• **Exercise description**
Your answer should be the records below, repeated exactly as they stand.
--- Records for this task ---
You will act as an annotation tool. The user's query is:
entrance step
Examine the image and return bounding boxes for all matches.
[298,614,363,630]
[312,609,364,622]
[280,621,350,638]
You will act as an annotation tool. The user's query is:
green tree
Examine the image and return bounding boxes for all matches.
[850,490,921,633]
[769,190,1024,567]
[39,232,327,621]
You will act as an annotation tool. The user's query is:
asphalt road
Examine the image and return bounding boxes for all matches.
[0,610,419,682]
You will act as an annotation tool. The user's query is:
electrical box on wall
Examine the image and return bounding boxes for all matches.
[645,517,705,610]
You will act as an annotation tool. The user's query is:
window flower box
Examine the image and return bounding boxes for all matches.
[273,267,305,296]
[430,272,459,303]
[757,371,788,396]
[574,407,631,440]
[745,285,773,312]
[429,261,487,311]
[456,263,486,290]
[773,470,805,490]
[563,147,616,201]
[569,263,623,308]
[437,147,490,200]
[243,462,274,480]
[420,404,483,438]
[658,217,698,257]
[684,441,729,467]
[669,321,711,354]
---
• **Exercise response**
You will act as an annotation tool. The user's query is:
entrance step
Examine the image and return bounding boxes for all matches.
[298,614,363,630]
[312,609,364,622]
[280,621,350,638]
You will act as an annotation tool. The user's query is:
green tree
Examine the image and return bounding boxes for all matches.
[850,490,921,633]
[769,190,1024,567]
[39,232,327,621]
You will act as an annotation tool. The user's query is:
asphalt road
Examine the image and return bounding boxes for all matches.
[0,610,419,682]
You will act as an annotation tool. The user's query is:
electrical box on wall
Examine the image and return bounding boxes for all matches.
[645,517,705,610]
You will act as an annotation tool. The user's query is:
window flower box
Examine the image and return bounding boxes for all matches.
[273,267,305,296]
[430,272,459,303]
[757,371,788,396]
[574,407,631,440]
[745,285,773,312]
[429,261,487,311]
[456,263,486,290]
[773,470,805,490]
[563,147,616,201]
[569,263,623,308]
[437,147,490,200]
[243,462,274,480]
[420,404,483,438]
[658,217,698,257]
[684,441,729,467]
[669,321,711,354]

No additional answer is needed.